Benenne in allen folgenden Einträgen „layout“ in „format“ um und gib die Einträge sonst unverändert wieder.
>>>
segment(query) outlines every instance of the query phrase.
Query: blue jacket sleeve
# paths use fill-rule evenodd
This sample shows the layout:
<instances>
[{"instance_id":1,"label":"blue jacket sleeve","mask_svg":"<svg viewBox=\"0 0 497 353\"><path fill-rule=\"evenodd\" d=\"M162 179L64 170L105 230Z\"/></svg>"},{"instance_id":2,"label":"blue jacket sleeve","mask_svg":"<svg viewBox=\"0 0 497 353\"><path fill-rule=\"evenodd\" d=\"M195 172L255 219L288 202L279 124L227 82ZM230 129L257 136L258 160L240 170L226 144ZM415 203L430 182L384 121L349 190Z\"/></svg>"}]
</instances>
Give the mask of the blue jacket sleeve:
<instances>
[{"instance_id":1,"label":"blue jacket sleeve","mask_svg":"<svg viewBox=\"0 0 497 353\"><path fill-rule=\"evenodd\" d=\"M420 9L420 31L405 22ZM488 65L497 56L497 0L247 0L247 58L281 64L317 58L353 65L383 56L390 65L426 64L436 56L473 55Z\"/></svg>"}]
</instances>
<<<
Antwort:
segment(query) outlines every instance of the query phrase.
Query: blue jacket sleeve
# paths use fill-rule evenodd
This sample shows the format:
<instances>
[{"instance_id":1,"label":"blue jacket sleeve","mask_svg":"<svg viewBox=\"0 0 497 353\"><path fill-rule=\"evenodd\" d=\"M162 179L64 170L105 230Z\"/></svg>"},{"instance_id":2,"label":"blue jacket sleeve","mask_svg":"<svg viewBox=\"0 0 497 353\"><path fill-rule=\"evenodd\" d=\"M195 172L255 219L288 202L279 124L227 82ZM230 129L257 136L258 160L240 170L226 144ZM415 203L430 182L384 121L349 190Z\"/></svg>"}]
</instances>
Give the mask of the blue jacket sleeve:
<instances>
[{"instance_id":1,"label":"blue jacket sleeve","mask_svg":"<svg viewBox=\"0 0 497 353\"><path fill-rule=\"evenodd\" d=\"M420 9L420 31L405 22ZM488 65L497 56L497 0L247 0L247 58L281 64L317 58L353 65L383 56L390 65L426 64L436 56L473 55Z\"/></svg>"}]
</instances>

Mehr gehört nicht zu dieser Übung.